━━━ SOURCE RECORDS ━━━
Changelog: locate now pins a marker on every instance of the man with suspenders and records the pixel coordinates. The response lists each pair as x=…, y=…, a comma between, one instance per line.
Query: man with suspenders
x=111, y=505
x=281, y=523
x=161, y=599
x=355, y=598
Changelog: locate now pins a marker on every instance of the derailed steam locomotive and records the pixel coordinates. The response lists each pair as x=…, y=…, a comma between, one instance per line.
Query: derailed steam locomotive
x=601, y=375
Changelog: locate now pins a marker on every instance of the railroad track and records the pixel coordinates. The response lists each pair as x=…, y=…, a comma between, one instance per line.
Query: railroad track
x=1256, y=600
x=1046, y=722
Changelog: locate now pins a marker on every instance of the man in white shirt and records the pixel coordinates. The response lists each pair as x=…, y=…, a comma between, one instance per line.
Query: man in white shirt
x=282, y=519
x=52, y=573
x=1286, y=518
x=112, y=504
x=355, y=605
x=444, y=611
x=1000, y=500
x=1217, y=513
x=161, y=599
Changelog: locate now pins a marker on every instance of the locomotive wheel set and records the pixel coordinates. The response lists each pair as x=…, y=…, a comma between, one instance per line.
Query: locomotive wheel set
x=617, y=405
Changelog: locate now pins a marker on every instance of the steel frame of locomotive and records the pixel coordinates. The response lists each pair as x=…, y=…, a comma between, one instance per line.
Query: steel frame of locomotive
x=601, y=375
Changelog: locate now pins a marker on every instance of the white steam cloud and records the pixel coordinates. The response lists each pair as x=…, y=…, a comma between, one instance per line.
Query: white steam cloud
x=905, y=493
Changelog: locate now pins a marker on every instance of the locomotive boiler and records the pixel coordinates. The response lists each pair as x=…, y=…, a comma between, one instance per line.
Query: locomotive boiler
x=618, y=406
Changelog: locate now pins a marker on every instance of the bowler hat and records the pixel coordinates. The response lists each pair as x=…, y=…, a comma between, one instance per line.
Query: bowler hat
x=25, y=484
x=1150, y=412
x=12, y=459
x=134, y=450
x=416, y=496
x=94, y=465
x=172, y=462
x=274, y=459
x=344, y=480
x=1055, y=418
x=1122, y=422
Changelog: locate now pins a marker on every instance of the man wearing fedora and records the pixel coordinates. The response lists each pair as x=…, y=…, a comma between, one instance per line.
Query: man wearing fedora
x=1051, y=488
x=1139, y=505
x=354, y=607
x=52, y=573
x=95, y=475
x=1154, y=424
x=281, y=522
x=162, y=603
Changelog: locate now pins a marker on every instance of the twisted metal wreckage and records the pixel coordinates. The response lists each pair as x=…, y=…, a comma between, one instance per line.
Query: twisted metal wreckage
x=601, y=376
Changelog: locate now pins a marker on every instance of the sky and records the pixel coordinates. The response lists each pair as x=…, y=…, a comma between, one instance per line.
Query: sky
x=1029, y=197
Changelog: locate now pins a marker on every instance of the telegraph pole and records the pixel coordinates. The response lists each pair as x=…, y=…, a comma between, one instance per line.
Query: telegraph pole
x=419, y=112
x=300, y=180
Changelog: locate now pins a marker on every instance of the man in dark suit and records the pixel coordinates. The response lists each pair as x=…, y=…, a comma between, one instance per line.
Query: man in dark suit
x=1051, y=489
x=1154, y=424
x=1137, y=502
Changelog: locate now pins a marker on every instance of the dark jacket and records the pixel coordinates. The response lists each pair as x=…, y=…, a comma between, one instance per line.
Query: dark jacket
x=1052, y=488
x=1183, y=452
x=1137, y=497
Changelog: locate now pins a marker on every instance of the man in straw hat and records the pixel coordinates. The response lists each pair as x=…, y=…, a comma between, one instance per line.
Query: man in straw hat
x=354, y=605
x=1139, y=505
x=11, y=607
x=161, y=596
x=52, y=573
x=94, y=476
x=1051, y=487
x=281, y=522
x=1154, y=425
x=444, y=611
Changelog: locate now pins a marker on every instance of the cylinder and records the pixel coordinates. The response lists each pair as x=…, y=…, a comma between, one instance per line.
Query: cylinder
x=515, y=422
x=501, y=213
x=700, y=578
━━━
• TASK DETAILS: Each line in the listing above is to be returned unchanged.

• EXERCISE RESULT:
Changelog: locate now pins a marker on every instance of the man with suspenders and records the pixel coordinates. The response lists each pair as x=…, y=…, a comma between, one instance per line.
Query: man with suspenders
x=111, y=505
x=281, y=523
x=161, y=599
x=355, y=598
Changelog: locate now pins a marker on every instance of the derailed steam locomotive and records the pixel coordinates. The response lists each pair as x=…, y=…, a comma between, one instance per line.
Query: derailed steam locomotive
x=601, y=375
Changelog: locate now pins a marker on every instance of the railroad track and records the pixel coordinates. The response lists each pair as x=…, y=…, a comma between, one instance per line.
Query: railroad track
x=1256, y=600
x=1046, y=722
Changelog: locate now pins a marker on every instance of the man in white shirt and records the pixel coordinates. The response lists each pair as x=…, y=…, a comma between, one instance per line.
Query: man in white shirt
x=282, y=519
x=52, y=573
x=1286, y=518
x=112, y=504
x=355, y=605
x=444, y=611
x=1000, y=500
x=1217, y=513
x=161, y=599
Changelog: locate now pins a marker on every instance of the locomotive wheel set and records the pixel coordinates. The response lists each pair as x=…, y=…, a comma between, one instance per line.
Query: locomotive wheel set
x=617, y=405
Changelog: locate now pins a marker on every instance of the steel frame of locomotive and records the pixel coordinates. The response lists each pair as x=…, y=…, a comma between, one instance per line.
Query: steel frame of locomotive
x=601, y=375
Changelog: locate now pins a marker on every instance of the white steam cloud and records the pixel coordinates. The response lists each pair as x=…, y=…, a comma between, one instance per line.
Query: white steam cloud
x=905, y=493
Changelog: locate now pins a marker on every instance of the locomotive boiler and records the pixel coordinates. The response lists each pair as x=…, y=…, a comma between, one instance per line.
Query: locomotive boiler
x=618, y=406
Changelog: locate now pins a marker on every instance of the bowler hat and records the pixel coordinates. The response lists each pair as x=…, y=…, a comma between, one instance per line.
Query: bowler hat
x=25, y=484
x=1150, y=412
x=12, y=459
x=134, y=450
x=416, y=496
x=94, y=465
x=172, y=462
x=274, y=459
x=344, y=480
x=1055, y=418
x=1122, y=422
Changelog: locate now pins a marker on every instance of the man wearing fedora and records the pixel coordinates. The response lists each pair as x=…, y=…, a comma between, one instance per line.
Query: man wearing fedora
x=1051, y=488
x=1139, y=505
x=354, y=607
x=52, y=573
x=95, y=475
x=1154, y=424
x=281, y=522
x=162, y=603
Changelog: locate now pins a marker on every instance of the twisted metal wreckage and records the pixel coordinates. The response lists each pair as x=…, y=…, a comma between, one instance per line.
Query: twisted metal wreckage
x=601, y=376
Changelog: locate now pins a marker on every instance of the sky and records the pixel coordinates. The response lists each pair as x=…, y=…, a comma between, one instance per line.
Query: sky
x=1029, y=197
Changelog: locate now pins a marker on every instance of the telegraph pole and records the pixel coordinates. The response lists each pair as x=…, y=…, a comma between, one instance per line.
Query: telegraph pole
x=419, y=112
x=300, y=180
Changelog: locate now pins a marker on every instance of the man in dark suit and records the pixel coordinates. The response lists each pair as x=…, y=…, a comma between, one instance per line.
Query: man in dark suit
x=1051, y=489
x=1154, y=424
x=1137, y=502
Changelog: locate now pins a marker on every instance of the dark jacket and records the pixel coordinates. The response lists each pair as x=…, y=…, a comma between, one instance per line.
Query: dark jacket
x=1052, y=488
x=1183, y=452
x=1137, y=497
Changelog: locate now pins a marker on every instance of the man in straw hat and records the pixel coordinates. The response lists each pair as x=…, y=…, a comma between, one instance per line.
Query: man in straw hat
x=354, y=605
x=1139, y=505
x=11, y=607
x=161, y=596
x=52, y=573
x=94, y=476
x=1051, y=487
x=281, y=522
x=1154, y=425
x=444, y=611
Changelog: locate now pins a marker on every instance of the cylinder and records the pixel coordinates. The response lists each pair as x=…, y=…, a comma between, one instance per line.
Query: cylinder
x=515, y=422
x=501, y=213
x=700, y=578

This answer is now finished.